Return the lines below exactly, starting with the line that contains "line as [125,26]." and stopping after the last line.

## begin Information supplied

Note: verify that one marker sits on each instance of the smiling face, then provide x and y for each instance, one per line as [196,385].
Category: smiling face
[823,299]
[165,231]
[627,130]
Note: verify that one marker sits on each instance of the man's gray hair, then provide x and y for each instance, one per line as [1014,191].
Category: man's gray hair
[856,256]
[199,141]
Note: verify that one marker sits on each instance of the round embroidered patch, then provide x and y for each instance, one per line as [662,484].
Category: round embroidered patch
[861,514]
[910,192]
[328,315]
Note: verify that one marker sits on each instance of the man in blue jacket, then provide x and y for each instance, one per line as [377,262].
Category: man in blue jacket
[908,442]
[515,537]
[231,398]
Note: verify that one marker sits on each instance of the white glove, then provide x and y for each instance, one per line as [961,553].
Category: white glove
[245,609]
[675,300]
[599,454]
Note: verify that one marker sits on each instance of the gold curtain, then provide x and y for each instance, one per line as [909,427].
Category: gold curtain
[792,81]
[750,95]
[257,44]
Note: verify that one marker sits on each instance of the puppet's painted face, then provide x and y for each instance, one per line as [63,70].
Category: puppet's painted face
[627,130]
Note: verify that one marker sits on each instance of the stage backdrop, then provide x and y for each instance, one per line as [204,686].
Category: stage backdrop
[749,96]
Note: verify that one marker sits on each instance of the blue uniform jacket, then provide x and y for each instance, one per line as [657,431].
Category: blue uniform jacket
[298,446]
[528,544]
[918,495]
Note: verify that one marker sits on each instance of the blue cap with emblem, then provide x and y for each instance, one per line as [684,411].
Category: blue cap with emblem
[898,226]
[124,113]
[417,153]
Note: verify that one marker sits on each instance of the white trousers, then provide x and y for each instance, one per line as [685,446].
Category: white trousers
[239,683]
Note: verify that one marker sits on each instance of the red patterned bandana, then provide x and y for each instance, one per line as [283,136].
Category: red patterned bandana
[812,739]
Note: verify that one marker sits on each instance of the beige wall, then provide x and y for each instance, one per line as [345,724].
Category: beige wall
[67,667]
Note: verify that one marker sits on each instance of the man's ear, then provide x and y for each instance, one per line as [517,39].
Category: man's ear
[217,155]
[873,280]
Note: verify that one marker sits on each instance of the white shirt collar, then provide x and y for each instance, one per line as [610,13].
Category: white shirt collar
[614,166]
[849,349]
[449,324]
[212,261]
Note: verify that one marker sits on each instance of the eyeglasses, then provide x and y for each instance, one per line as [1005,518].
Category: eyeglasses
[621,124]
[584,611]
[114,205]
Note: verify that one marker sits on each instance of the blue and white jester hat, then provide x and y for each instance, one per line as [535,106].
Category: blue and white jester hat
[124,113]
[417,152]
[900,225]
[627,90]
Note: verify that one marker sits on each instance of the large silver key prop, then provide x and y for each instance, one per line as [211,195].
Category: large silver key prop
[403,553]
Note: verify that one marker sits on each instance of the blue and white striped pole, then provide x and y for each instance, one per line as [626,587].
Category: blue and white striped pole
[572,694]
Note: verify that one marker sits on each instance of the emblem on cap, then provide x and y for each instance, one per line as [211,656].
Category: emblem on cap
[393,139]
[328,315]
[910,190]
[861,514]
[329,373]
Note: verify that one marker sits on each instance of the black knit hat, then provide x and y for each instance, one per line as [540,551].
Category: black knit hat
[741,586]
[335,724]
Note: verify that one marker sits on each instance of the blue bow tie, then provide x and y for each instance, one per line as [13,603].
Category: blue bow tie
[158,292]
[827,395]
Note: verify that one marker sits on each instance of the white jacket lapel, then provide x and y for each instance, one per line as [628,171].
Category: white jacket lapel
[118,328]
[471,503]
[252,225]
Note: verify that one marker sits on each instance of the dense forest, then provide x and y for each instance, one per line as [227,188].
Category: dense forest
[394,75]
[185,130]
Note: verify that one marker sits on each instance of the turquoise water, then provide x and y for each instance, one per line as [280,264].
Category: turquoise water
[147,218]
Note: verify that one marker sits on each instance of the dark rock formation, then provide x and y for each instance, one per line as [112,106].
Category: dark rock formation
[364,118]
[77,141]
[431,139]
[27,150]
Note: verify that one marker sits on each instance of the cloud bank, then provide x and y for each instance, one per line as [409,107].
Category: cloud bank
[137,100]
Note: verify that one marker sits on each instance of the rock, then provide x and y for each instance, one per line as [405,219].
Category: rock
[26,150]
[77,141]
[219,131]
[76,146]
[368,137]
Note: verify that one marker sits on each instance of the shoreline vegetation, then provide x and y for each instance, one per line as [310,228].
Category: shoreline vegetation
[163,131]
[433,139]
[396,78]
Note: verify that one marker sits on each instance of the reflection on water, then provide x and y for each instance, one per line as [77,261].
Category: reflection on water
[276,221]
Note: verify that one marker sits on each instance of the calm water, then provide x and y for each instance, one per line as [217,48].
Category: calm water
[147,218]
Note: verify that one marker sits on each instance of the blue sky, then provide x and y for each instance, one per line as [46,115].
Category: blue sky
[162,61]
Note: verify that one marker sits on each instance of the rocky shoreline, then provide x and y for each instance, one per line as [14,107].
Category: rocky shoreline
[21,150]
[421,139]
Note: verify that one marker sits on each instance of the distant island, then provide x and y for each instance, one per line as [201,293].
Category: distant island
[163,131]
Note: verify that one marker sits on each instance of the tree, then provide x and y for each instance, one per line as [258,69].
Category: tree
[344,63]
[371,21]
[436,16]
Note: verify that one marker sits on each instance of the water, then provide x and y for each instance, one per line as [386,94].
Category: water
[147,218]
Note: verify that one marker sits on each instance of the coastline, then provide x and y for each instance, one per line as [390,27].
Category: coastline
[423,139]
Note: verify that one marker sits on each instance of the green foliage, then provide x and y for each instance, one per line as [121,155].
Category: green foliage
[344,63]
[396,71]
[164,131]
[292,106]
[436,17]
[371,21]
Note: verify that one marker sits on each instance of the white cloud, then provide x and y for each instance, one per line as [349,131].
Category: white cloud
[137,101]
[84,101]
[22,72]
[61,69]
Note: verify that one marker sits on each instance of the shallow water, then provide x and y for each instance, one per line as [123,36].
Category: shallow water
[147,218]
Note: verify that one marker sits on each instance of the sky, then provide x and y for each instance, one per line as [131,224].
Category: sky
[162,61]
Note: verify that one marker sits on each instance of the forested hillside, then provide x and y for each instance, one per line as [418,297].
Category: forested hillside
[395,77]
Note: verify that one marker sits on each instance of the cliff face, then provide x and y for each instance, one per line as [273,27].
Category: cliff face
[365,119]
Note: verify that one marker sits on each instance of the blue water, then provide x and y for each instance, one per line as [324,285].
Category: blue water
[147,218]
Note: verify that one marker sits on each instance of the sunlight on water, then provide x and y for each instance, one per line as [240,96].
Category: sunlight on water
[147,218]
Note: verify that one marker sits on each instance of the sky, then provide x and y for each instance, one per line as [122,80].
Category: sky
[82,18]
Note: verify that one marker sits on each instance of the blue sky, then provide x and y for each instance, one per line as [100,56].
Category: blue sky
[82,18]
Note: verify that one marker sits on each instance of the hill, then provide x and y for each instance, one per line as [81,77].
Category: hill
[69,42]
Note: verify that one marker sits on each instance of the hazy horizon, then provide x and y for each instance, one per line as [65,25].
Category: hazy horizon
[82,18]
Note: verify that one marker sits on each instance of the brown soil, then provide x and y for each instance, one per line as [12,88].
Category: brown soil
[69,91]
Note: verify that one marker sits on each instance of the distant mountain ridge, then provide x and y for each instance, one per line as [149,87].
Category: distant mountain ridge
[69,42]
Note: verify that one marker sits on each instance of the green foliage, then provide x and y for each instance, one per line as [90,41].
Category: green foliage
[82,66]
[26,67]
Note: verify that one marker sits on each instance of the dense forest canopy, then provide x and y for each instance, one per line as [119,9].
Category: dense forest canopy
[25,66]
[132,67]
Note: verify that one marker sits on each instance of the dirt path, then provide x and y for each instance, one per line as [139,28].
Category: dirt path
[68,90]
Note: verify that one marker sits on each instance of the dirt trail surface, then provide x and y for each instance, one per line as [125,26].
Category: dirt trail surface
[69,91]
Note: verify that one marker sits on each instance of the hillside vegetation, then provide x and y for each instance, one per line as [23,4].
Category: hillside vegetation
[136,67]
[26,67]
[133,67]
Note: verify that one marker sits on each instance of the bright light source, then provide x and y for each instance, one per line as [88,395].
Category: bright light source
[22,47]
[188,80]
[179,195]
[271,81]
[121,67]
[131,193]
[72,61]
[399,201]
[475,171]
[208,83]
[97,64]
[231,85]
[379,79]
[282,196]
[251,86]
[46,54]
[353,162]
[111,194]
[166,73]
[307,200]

## end Information supplied

▸ **Solution to the exercise**:
Note: verify that one marker sits on each instance of the dirt trail surface, then provide x and y for each instance, one per line as [125,26].
Category: dirt trail surface
[69,91]
Note: verify that one marker sits on each instance of the hillside vegetation, then provide x and y for each instance, one per line as [23,4].
Category: hillside vegetation
[136,67]
[26,67]
[133,67]
Note: verify that one marker sits on each instance of the bright light source, then provide x and y for each instance, one per line as [88,395].
Category: bright light source
[22,47]
[188,80]
[179,195]
[271,81]
[121,67]
[131,193]
[72,61]
[399,201]
[475,171]
[208,83]
[97,64]
[231,85]
[379,79]
[282,196]
[251,86]
[46,54]
[353,162]
[111,194]
[166,73]
[307,200]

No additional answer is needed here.